## EXTRACT PROVIDED
The House of the Devil (2009)
Babysitting for Satan worshipers. Never a good call.
The House of the Devil is about a college girl who puts a down payment on her very first apartment and, since all college kids are poor as hell, has to come up with some way to get enough dough to meet the rent each month. After searching high and low, she responds to a last-minute want ad for a babysitter gig out in the middle of nowhere that coincidentally is looking to pay her quite handsomely to simply make sure that an old lady stays in her room for the night. So she shows up to the house, decides to overlook everything about the creepy establishment, the creepy employer, and the rare lunar eclipse going down that all point towards “GET THE EFF OUT,” and ultimately finds herself fighting for her life and giving zero shits about being $400 richer.
I wish I watched horror movies more often, but the sad truth of the matter is that there just aren’t a whole lot of horror movies out there that I actually want to see, aren’t cash cow sequels, or just carbon copies of everything we’ve already seen before and done better. So when folks started suggesting this movie to me, I was pretty skeptical about the hype considering that the whole haunted house thing is a dead horse that’s been beaten into a glue-like consistency. But I nevertheless forged ahead, bumped this sucker to the top of my Instant Queue and trusted that my dearest of friends, this awesome poster, and that kickass tagline wouldn’t steer me wrong.
So the best way to go about tackling this movie is to break it down from act to act since it morphs like gangbusters from one 30-minute stretch to the next and that’s mainly why it works and also what prevents it from greatness.
Appropriately starting in chronological order, the first act is all about setting the tone. If you’ve heard of the ’80s, if you know that it existed, then it won’t take much to realize that this is a total throwback to the glory days of horror when blisteringly horny and painfully stupid teens were just starting to get offed by Jason, Freddy, and all those goofy bastards who won’t stay dead and look like burn victims with facelifts. It’s the synthesizer-fueled soundtrack, it’s the leg warmers and skin-tight mom jeans, it’s the way every woman was apparently forced into a hair salon at gun point and given a perm, and it’s awesome. The downside is that it takes a while for stuff to actually start happening, but for a movie that’s all about the mood, it works.

## TASK SET
A. Summarize the review of The House of the Devil in two sentences.
B. According to the review of The House of the Devil, what is the babysitter being paid to do?
The lines after this point aren't needed for either task.

## DATA

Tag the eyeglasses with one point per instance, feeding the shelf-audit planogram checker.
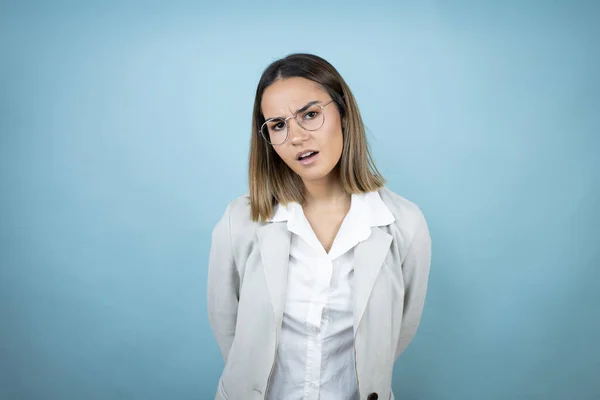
(310, 117)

## PROBLEM SOLUTIONS
A. In the film, a college girl who needs rent money for her first apartment takes a well-paid babysitting job at a remote house, ignores the creepy signs, including a rare lunar eclipse, and ends up fighting for her life. The reviewer doubted the haunted-house hype but watched it on friends' recommendations, and found the first act an '80s horror throwback that is slow to get going but works because the movie is about mood.

B. She is paid to make sure an old lady stays in her room for the night.